Could you repeat the rows below, from the line with "of the tree" through the end of the rows, substituting "drainage ditch" for "irrigation canal" and leaving everything else unchanged?
☆ ☆ ☆ ☆ ☆ ☆ ☆
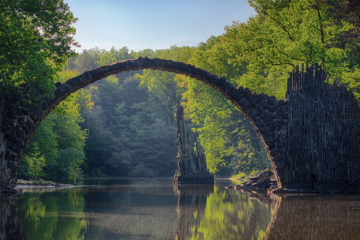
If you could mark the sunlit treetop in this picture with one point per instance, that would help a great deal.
(35, 40)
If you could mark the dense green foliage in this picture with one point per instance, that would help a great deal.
(124, 125)
(36, 39)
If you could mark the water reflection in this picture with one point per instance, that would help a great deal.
(327, 217)
(151, 210)
(217, 214)
(55, 215)
(10, 227)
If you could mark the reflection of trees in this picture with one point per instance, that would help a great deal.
(315, 218)
(56, 216)
(10, 227)
(220, 214)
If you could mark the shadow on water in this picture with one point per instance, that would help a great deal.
(159, 211)
(10, 227)
(212, 213)
(311, 217)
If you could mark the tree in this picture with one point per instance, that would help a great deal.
(35, 40)
(36, 163)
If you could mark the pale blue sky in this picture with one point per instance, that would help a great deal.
(154, 24)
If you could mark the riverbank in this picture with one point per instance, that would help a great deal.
(23, 184)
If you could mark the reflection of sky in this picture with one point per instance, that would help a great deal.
(155, 24)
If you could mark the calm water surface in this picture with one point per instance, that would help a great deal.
(153, 209)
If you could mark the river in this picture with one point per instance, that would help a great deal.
(154, 209)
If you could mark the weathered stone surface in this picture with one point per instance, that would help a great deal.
(311, 138)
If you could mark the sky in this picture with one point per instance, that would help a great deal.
(153, 24)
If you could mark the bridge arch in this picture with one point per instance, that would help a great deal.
(267, 116)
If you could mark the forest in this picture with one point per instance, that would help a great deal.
(124, 125)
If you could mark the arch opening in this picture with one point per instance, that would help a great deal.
(265, 114)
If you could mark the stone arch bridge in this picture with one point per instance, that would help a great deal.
(311, 138)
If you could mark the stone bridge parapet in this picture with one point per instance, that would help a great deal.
(314, 113)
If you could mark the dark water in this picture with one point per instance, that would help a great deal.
(153, 209)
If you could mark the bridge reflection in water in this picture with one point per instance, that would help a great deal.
(202, 213)
(212, 213)
(10, 227)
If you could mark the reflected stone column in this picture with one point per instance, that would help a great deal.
(311, 217)
(10, 227)
(191, 207)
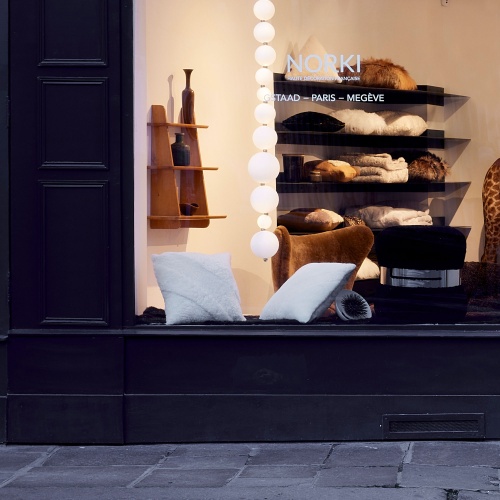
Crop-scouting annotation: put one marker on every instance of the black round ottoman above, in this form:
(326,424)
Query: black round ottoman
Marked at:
(420,275)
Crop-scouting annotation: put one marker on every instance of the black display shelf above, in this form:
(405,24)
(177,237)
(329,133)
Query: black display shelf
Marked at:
(425,94)
(364,187)
(430,139)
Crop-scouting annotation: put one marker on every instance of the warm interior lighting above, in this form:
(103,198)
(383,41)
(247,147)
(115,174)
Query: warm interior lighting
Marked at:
(263,166)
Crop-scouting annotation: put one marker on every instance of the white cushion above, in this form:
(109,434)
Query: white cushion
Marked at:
(197,287)
(359,121)
(401,123)
(368,270)
(308,293)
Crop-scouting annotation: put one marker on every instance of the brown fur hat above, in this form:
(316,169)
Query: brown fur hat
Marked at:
(424,166)
(383,73)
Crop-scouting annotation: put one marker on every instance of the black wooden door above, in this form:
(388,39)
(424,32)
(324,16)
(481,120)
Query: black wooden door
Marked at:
(71,163)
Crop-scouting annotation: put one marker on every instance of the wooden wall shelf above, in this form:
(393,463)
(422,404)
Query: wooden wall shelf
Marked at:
(171,184)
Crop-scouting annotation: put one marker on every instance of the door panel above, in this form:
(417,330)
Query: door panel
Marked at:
(68,116)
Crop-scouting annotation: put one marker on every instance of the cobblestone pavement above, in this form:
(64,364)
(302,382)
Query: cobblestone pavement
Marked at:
(434,470)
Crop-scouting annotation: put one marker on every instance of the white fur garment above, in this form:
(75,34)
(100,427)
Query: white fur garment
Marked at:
(379,217)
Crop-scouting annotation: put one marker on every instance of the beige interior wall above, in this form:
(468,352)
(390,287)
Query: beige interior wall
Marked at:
(454,47)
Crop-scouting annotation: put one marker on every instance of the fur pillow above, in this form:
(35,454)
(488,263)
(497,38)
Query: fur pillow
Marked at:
(358,121)
(310,220)
(383,73)
(197,287)
(424,166)
(401,123)
(332,170)
(313,122)
(309,292)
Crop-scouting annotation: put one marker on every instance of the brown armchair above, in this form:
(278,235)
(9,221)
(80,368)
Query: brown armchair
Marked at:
(347,245)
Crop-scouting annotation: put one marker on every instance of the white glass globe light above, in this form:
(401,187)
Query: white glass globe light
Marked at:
(264,76)
(265,137)
(264,244)
(264,94)
(264,221)
(264,199)
(264,32)
(265,55)
(263,167)
(263,10)
(265,113)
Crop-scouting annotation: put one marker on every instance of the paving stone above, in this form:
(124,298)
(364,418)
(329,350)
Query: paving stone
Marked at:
(368,454)
(456,478)
(358,476)
(475,495)
(76,477)
(284,471)
(289,454)
(108,455)
(192,478)
(456,453)
(209,456)
(275,476)
(16,460)
(160,493)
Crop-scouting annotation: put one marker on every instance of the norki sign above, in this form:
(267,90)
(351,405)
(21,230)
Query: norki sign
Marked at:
(327,63)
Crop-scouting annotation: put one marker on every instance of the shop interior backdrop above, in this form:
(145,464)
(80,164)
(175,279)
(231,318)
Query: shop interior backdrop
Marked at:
(455,47)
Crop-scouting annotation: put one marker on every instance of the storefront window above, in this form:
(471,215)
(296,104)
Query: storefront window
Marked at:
(386,141)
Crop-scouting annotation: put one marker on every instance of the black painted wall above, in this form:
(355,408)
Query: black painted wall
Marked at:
(4,170)
(71,163)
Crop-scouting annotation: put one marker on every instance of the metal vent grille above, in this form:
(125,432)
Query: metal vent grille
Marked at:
(434,426)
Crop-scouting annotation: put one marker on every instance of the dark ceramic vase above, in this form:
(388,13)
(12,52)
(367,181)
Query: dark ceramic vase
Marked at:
(181,153)
(188,99)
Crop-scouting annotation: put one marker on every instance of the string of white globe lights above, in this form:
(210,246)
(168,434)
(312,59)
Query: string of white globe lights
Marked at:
(264,167)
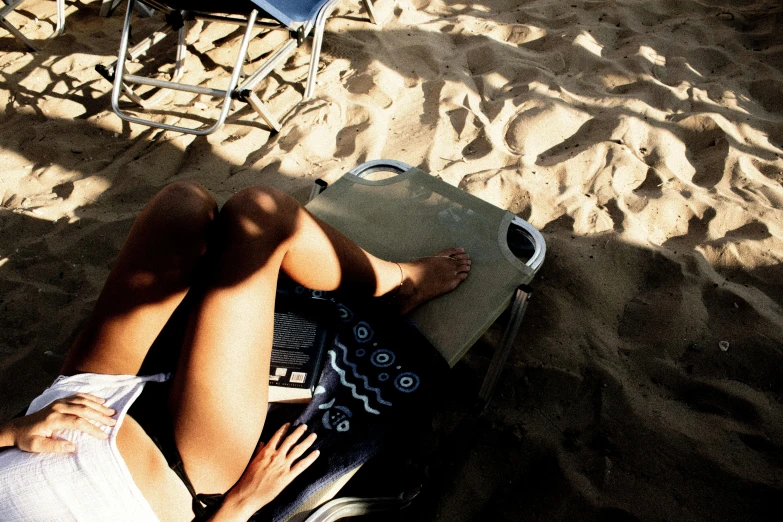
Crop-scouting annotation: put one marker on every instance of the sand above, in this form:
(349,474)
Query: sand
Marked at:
(645,140)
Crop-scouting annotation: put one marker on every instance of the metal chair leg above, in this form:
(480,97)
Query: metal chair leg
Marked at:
(370,11)
(318,37)
(518,307)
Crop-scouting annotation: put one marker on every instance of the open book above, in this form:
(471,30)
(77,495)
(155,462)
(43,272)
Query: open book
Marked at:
(299,344)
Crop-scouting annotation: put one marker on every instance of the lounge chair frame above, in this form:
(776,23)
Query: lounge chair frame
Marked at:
(350,506)
(11,5)
(244,91)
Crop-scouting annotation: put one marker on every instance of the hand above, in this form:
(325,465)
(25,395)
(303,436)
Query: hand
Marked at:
(33,433)
(272,468)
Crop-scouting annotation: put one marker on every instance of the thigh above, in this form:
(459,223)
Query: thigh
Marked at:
(148,280)
(219,396)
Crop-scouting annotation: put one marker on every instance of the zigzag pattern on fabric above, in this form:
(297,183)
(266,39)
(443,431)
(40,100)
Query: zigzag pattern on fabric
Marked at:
(341,373)
(356,374)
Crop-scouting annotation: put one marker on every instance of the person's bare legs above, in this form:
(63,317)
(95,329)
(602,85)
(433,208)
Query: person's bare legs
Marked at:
(219,397)
(148,280)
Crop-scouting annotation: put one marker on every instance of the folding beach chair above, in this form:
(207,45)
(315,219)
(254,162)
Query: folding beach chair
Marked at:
(11,5)
(410,215)
(298,17)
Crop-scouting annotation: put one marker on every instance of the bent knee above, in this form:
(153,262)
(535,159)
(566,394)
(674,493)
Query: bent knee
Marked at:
(187,200)
(262,210)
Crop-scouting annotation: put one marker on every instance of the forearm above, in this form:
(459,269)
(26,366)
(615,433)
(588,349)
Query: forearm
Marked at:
(7,437)
(233,510)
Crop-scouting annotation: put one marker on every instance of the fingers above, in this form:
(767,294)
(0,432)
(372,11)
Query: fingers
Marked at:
(46,445)
(93,402)
(76,423)
(78,408)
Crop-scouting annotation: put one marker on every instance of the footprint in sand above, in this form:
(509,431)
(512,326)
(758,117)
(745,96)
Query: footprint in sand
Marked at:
(540,125)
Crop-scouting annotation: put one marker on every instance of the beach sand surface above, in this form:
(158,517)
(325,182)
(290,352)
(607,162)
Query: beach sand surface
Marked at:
(643,138)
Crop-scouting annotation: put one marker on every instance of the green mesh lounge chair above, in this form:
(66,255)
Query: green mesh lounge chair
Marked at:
(11,5)
(299,18)
(410,215)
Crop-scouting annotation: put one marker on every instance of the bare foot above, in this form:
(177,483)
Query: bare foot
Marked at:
(431,276)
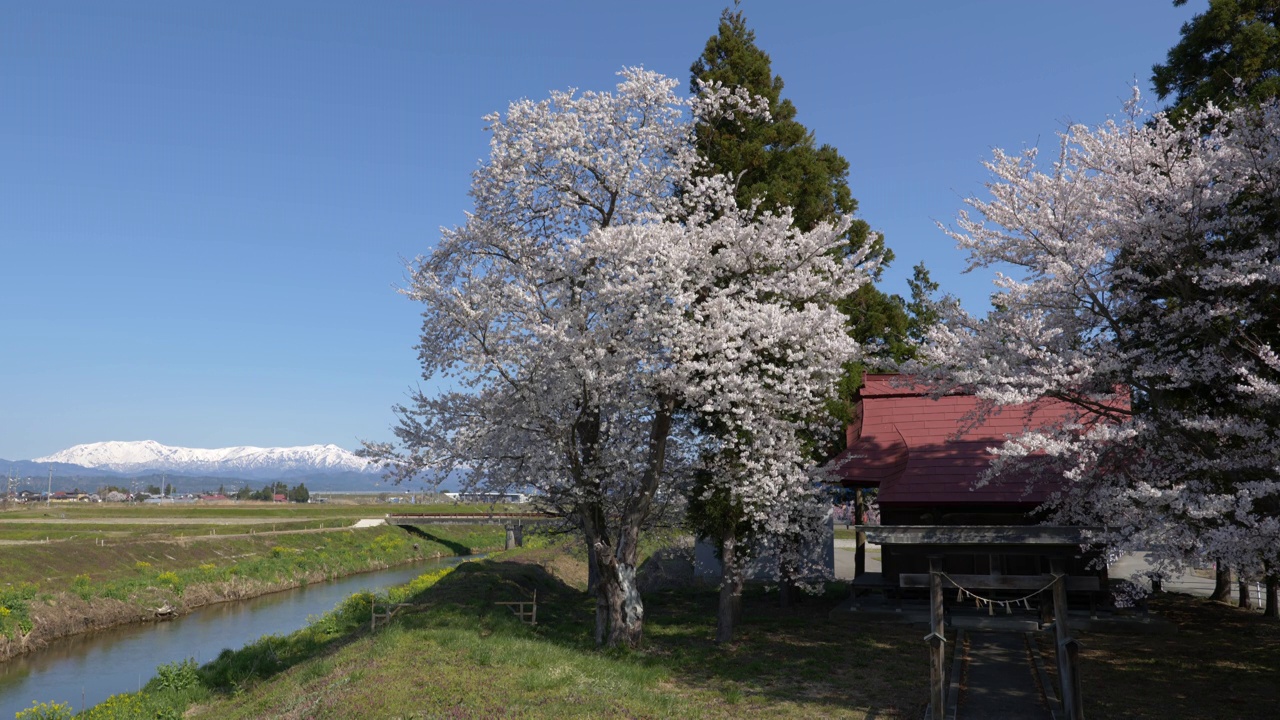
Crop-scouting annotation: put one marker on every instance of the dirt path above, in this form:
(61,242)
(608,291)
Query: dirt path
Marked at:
(1000,679)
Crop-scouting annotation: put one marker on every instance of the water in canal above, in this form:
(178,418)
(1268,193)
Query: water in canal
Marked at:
(83,670)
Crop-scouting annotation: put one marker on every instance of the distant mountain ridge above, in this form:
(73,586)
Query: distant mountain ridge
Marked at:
(250,463)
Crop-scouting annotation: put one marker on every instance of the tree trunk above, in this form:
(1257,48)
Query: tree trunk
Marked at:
(593,587)
(1246,593)
(626,610)
(1272,609)
(731,589)
(1221,583)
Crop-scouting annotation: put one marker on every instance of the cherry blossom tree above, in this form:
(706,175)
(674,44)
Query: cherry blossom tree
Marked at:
(1147,294)
(597,302)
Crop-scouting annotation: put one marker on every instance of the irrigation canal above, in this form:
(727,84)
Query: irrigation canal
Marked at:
(83,670)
☆ ☆ ☆ ☆ ☆ ☆ ☆
* **SOLUTION TO THE EXERCISE**
Crop-scouting annotation: put one marker on every instance of the tree trunk above, in this form:
(1257,48)
Query: tree trunk
Marked at:
(593,587)
(1246,593)
(626,610)
(1272,609)
(731,589)
(1221,583)
Crop-scouting annotation: put one marker on every instance of the cherry blossom tree above, in this form:
(706,175)
(674,44)
Query: cherry blossom tree
Marked at:
(1147,294)
(597,302)
Crop-scouting annotation: put one marker on every instance of the drainage ditch above, in this form:
(727,84)
Query: drainage ditch
Marked at:
(83,670)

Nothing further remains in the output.